-- DATA ENTRIES --
<<<<

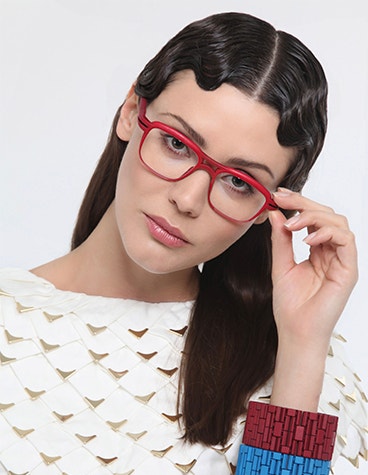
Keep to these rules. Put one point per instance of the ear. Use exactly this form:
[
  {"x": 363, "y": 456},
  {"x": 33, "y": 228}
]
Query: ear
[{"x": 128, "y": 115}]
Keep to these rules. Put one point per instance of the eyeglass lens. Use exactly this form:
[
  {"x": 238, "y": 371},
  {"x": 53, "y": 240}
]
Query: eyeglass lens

>>>>
<<<<

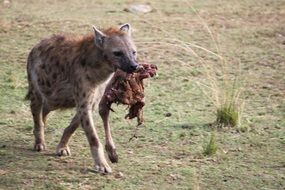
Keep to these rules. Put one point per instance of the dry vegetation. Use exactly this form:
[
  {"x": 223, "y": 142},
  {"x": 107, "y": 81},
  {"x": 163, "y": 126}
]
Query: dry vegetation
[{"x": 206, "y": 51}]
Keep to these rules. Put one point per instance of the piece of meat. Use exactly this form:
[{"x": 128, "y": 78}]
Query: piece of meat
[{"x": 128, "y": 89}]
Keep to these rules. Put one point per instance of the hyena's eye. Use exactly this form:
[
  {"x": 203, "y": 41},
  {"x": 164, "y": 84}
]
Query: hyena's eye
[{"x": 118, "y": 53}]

>>>>

-- DIRECTIONS --
Format the stretch of data from the line containing "of the eyeglass" through the line containing "Query: eyeglass lens" as a JSON list of strings, one string per line with blank lines omitted, and include no other lines.

-- WRITTEN SOLUTION --
[
  "Keep to these rules. Put one point per instance of the eyeglass lens. Use exactly this form:",
  "[",
  "  {\"x\": 238, \"y\": 371},",
  "  {\"x\": 53, \"y\": 240}",
  "]",
  "Query: eyeglass lens"
]